LISTED RECORDS:
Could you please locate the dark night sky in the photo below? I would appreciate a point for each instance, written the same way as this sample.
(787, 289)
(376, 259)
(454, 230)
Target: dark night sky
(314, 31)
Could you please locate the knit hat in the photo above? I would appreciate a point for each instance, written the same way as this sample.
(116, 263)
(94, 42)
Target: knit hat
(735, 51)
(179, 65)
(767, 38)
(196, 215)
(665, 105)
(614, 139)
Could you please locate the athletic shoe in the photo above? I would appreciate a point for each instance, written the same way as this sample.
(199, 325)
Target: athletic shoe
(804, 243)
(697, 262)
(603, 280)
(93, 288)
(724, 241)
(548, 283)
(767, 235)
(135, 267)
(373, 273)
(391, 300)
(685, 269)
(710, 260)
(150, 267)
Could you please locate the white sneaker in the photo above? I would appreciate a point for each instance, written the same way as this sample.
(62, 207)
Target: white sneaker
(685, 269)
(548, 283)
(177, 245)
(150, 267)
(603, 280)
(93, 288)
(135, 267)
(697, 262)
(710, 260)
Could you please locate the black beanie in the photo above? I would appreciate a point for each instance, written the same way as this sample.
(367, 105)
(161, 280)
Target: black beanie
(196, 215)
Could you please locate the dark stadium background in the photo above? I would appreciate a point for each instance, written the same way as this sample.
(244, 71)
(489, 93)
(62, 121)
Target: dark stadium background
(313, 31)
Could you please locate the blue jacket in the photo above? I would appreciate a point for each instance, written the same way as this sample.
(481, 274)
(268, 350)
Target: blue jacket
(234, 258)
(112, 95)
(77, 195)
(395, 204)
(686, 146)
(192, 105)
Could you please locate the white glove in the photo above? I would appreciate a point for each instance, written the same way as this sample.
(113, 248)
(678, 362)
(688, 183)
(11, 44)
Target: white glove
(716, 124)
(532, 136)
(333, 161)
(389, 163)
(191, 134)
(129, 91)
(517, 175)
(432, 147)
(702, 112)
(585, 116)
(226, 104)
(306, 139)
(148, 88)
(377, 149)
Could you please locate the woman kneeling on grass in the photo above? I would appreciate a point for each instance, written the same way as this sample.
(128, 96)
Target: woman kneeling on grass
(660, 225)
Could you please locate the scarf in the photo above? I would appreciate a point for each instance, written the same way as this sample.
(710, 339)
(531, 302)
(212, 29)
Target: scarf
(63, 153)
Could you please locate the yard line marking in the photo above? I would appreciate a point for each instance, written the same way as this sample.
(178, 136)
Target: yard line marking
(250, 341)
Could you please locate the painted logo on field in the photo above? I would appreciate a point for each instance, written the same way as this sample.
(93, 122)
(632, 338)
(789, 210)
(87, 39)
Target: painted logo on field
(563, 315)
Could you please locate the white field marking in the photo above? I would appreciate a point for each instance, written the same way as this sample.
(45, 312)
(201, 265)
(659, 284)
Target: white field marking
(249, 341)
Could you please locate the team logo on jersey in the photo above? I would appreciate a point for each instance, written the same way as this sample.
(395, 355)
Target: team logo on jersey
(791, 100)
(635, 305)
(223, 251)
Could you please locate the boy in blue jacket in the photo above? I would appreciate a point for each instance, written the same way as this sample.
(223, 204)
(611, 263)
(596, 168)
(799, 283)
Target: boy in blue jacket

EXERCISE PROMPT:
Retype each line of the material above exactly.

ANSWER BELOW:
Could you please locate the dark night sky in the photo below? I would appreciate a point for each instance, written the same way as this sample.
(787, 289)
(376, 259)
(454, 230)
Target: dark night sky
(314, 31)
Could you please locate the knit hat in the photo above? I would appreciate a point for each instance, written the same way as this sample.
(116, 263)
(94, 42)
Target: knit hat
(735, 51)
(179, 65)
(767, 38)
(196, 215)
(665, 105)
(614, 139)
Could you please locate the athletic shoe in the photo above? I would appreciate a point for each instance, written the same way as this sample.
(199, 325)
Target: athletic shoe
(804, 243)
(697, 262)
(603, 280)
(93, 288)
(724, 241)
(548, 283)
(767, 235)
(135, 267)
(373, 273)
(391, 300)
(685, 269)
(710, 260)
(150, 267)
Could you please locate the white sneaker in the photo above? I would appreciate a point for each instance, written the same way as this sample.
(62, 207)
Target: white sneaker
(685, 269)
(548, 283)
(177, 245)
(150, 267)
(603, 280)
(93, 288)
(135, 267)
(697, 262)
(710, 260)
Could you please locate the black beanie in the photo above? I would appreciate a point for each instance, written the same way as this sample.
(367, 105)
(161, 280)
Target: black beanie
(196, 215)
Could you please locate the dark stadium background in the photo above? I would appreciate a point for each instance, written the same way as this sample.
(244, 71)
(489, 93)
(62, 121)
Target: dark stadium background
(313, 31)
Could you please locate the blue jacket in the photo above? I would appreciate a point for each instance, written the same way as this sample.
(481, 274)
(268, 350)
Target: blue jacket
(234, 258)
(112, 95)
(77, 195)
(395, 204)
(686, 146)
(192, 105)
Could you please locate the white glove in the photo above? I would appreciate a point for each instance, written the same way as this sample.
(113, 248)
(678, 362)
(688, 183)
(11, 44)
Target: white glove
(716, 124)
(532, 136)
(333, 161)
(389, 163)
(191, 134)
(129, 91)
(517, 175)
(432, 147)
(702, 112)
(585, 116)
(226, 104)
(306, 139)
(148, 88)
(377, 149)
Could you please locate the woman kneeling on grass in the photo above? I would appreciate a point for each instance, written the same way as this sample.
(128, 96)
Target: woman kneeling on grass
(660, 225)
Could you please locate the scarf in the photo above? I would appreciate a point for each instance, written the same way as this sample.
(710, 339)
(531, 302)
(212, 29)
Target: scarf
(63, 153)
Could you please locate the yard line marking in the photo above? I would appreciate a point for each instance, written the same way as this sample.
(178, 136)
Target: yard line marking
(250, 341)
Could you please locate the painted logo on field in the photo above? I would appreciate a point for each instance, written the same way as this sample.
(93, 122)
(632, 338)
(789, 210)
(87, 39)
Target: painted logo on field
(563, 315)
Could you please locate the white field marking in the photo above? I would appreciate a point for each instance, written the same way as this sample.
(45, 312)
(201, 265)
(659, 284)
Target: white field marking
(249, 341)
Could you please locate the team logo on jersey in the photo above? I would appreciate a point for each instance, written the same way as this sample.
(395, 355)
Target: team logo on jersey
(791, 100)
(635, 305)
(223, 251)
Could you please locate the boy in blue jacket in the photo above? I would appreciate a point for each instance, written the same way as this sample.
(223, 204)
(611, 263)
(596, 168)
(799, 283)
Target: boy in blue jacket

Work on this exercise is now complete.